* _Task prompt_: Extract every line of the listing below verbatim, omitting the pictures.
[Start Records shown]
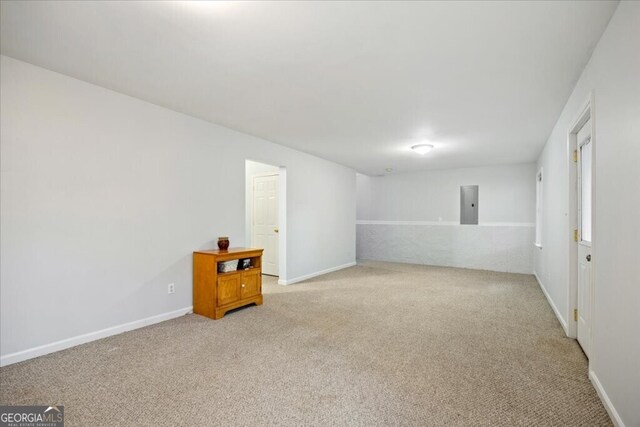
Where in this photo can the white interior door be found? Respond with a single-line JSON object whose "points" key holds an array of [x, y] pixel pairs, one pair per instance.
{"points": [[585, 205], [265, 221]]}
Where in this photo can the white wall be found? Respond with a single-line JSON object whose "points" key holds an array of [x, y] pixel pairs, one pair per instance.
{"points": [[104, 197], [613, 74], [415, 217]]}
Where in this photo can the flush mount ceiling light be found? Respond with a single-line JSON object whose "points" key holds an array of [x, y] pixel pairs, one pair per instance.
{"points": [[422, 149]]}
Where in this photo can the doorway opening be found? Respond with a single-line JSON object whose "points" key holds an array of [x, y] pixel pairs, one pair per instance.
{"points": [[265, 219], [581, 146]]}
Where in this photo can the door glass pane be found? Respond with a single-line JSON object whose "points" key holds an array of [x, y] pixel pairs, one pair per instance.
{"points": [[585, 192]]}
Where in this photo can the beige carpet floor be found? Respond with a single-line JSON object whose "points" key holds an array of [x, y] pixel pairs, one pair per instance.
{"points": [[376, 344]]}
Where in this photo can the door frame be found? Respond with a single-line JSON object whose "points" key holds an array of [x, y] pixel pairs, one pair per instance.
{"points": [[253, 180], [585, 113]]}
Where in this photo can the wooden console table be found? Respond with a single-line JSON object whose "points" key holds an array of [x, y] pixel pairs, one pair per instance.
{"points": [[216, 293]]}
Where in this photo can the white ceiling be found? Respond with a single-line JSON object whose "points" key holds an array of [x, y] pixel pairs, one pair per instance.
[End Records shown]
* _Result_:
Where in this photo can the white interior door be found? Respond with a single-line JSON object whose "points" key holds an array of [x, y] pixel pairs, one pair per instance.
{"points": [[585, 205], [265, 221]]}
Where in this photo can the white wall be found? Respond with a single-line JSON object whose "points" key holds an array of [x, y] pixel pairs, one pair per instance.
{"points": [[104, 197], [613, 74], [415, 217]]}
Where in this photo can the flush mount ceiling light be found? Respond with a single-line JSON object whose "points" key holds an array of [x, y] pixel pairs, one pair per instance.
{"points": [[422, 149]]}
Where in this photo can the doorway opening be found? Respond with a single-line JSON object whose "points" key holds an array of [x, y] pixel pairs, one pair per instance.
{"points": [[265, 219], [581, 146]]}
Where in this photo can the door glass pane be found? Respond with a single-line JSON object whose "points" key holds an array of [x, y] pixel pairs, one pair per instance.
{"points": [[585, 192]]}
Where in this photo can the beige carpet floor be found? Respond with a single-line JSON object whose "points" key holds an array of [x, y] pixel pairs, one pair per instance.
{"points": [[376, 344]]}
Where in this photo can the door frame be found? Respond with a single-line JSON object whose "points" key holds an array of [x, y] pixel pairs, one pair per instance.
{"points": [[253, 180], [585, 113]]}
Where in this photo can the wooden console table be found? Respond with a single-line JSON object whose "points" key holds an array of [x, y] pixel pairs, one pair per instance.
{"points": [[216, 293]]}
Where in this photo can the white ceiling be found? Respond with a single-line JSON object whose "points" key holds an array of [x, y] pixel pairs, one pair per instance.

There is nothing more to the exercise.